-- Actividad --
¿Puedes escribir cómo sigue el texto sobre la noche santa, a partir de su última oración?

-- Fragmento del texto --

● ● ● ● ● ● ●

Las palabras del apóstol Pablo manifiestan el misterio de esta noche santa: ha aparecido la gracia de Dios, su regalo gratuito; en el Niño que se nos ha dado se hace concreto el amor de Dios para con nosotros. Es una noche de gloria, esa gloria proclamada por los ángeles en Belén y también por nosotros hoy en todo el mundo. Es una noche de alegría, porque desde hoy y para siempre Dios, el Eterno, el Infinito, es Dios con nosotros: no está lejos, no debemos buscarlo en las órbitas celestes o en una idea mística; es cercano, se ha hecho hombre y no se cansará jamás de nuestra humanidad, que ha hecho suya.
Es una noche de luz: esa luz que, según la profecía de Isaías
(cf. 9,1), iluminará a quien camina en tierras de tinieblas, ha aparecido y
ha envuelto a los pastores de Belén (cf. Lc 2,9). Los pastores descubren
sencillamente que «un niño nos ha nacido» (Is 9,5) y comprenden que toda esta
gloria, toda esta alegría, toda esta luz se concentra en un único punto, en
ese signo que el ángel les ha indicado: «Encontraréis un niño envuelto en
pañales y acostado en un pesebre» (Lc 2,12).

● ● ● ● ● ● ●

-- Entradas mostradas --
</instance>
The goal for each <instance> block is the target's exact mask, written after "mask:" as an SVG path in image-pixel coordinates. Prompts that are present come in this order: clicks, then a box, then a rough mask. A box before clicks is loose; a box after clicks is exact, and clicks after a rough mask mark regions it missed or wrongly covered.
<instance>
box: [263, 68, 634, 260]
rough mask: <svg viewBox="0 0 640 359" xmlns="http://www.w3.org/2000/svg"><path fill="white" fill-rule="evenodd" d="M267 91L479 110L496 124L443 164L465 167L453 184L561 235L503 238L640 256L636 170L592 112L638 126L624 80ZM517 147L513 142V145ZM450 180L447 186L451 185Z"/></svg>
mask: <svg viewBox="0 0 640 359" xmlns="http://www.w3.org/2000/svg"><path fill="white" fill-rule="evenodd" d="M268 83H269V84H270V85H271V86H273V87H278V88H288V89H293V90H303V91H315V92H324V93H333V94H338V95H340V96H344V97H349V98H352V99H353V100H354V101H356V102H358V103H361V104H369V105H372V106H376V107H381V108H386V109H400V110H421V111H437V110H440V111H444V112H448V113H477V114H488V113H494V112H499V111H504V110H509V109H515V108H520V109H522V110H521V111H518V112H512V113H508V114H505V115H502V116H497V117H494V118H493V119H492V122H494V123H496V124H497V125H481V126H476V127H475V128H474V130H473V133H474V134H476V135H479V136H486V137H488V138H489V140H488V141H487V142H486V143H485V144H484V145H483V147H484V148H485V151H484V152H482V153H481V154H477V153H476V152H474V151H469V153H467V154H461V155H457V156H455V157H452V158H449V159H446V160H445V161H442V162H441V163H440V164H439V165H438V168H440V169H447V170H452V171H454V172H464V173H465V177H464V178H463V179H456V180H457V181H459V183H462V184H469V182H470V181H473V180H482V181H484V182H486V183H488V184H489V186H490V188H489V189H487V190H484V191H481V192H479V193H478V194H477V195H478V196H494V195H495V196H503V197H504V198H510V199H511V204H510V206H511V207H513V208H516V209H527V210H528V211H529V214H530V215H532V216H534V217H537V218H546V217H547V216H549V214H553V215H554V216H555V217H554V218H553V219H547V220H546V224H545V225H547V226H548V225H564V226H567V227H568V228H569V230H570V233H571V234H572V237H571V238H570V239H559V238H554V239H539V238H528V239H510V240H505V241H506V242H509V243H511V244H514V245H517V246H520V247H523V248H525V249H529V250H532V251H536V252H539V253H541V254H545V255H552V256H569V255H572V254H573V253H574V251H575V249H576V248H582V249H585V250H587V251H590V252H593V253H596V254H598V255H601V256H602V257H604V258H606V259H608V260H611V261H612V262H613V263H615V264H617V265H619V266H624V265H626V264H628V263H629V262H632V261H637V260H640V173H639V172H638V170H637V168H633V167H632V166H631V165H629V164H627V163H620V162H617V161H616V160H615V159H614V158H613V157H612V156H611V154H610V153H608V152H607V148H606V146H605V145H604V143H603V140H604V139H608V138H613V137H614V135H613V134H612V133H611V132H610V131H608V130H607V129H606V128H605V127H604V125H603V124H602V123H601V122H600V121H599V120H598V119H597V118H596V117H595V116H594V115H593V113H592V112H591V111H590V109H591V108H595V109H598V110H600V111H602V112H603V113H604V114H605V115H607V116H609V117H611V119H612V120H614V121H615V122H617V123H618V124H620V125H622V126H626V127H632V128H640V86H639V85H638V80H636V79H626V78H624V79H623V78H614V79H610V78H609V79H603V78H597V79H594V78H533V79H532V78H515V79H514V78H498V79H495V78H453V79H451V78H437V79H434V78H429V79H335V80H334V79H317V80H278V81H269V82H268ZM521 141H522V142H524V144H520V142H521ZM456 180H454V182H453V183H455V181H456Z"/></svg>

● ● ● ● ● ● ●

-- Respuesta --
Este es el signo de siempre para encontrar a Jesús. No sólo
entonces, sino también hoy. Si queremos celebrar la verdadera Navidad,
contemplemos este signo: la sencillez frágil de un niño recién nacido, la
dulzura al verlo recostado, la ternura de los pañales que lo cubren. Allí
está Dios.
Con este signo, el Evangelio nos revela una paradoja: habla
del emperador, del gobernador, de los grandes de aquel tiempo, pero Dios no
se hace presente allí; no aparece en la sala noble de un palacio real, sino
en la pobreza de un establo; no en los fastos de la apariencia, sino en la
sencillez de la vida; no en el poder, sino en una pequeñez que sorprende. Y
para encontrarlo hay que ir allí, donde él está: es necesario reclinarse,
abajarse, hacerse pequeño.
El Niño que nace nos interpela: nos llama a dejar los engaños
de lo efímero para ir a lo esencial, a renunciar a nuestras pretensiones insaciables,
a abandonar las insatisfacciones permanentes y la tristeza ante cualquier
cosa que siempre nos faltará. Nos hará bien dejar estas cosas para encontrar
de nuevo en la sencillez del Niño Dios la paz, la alegría, el sentido de la
vida.
Dejémonos interpelar por el Niño en el pesebre, pero dejémonos
interpelar también por los niños que, hoy, no están recostados en una cuna ni
acariciados por el afecto de una madre ni de un padre, sino que yacen en los
escuálidos «pesebres donde se devora su dignidad»: en el refugio subterráneo
para escapar de los bombardeos, sobre las aceras de una gran ciudad, en el
fondo de una barcaza repleta de emigrantes.
Dejémonos interpelar por los niños a los que no se les deja
nacer, por los que lloran porque nadie les sacia su hambre, por los que no
tienen en sus manos juguetes, sino armas.
El misterio de la Navidad, que es luz y alegría, interpela y
golpea, porque es al mismo tiempo un misterio de esperanza y de tristeza.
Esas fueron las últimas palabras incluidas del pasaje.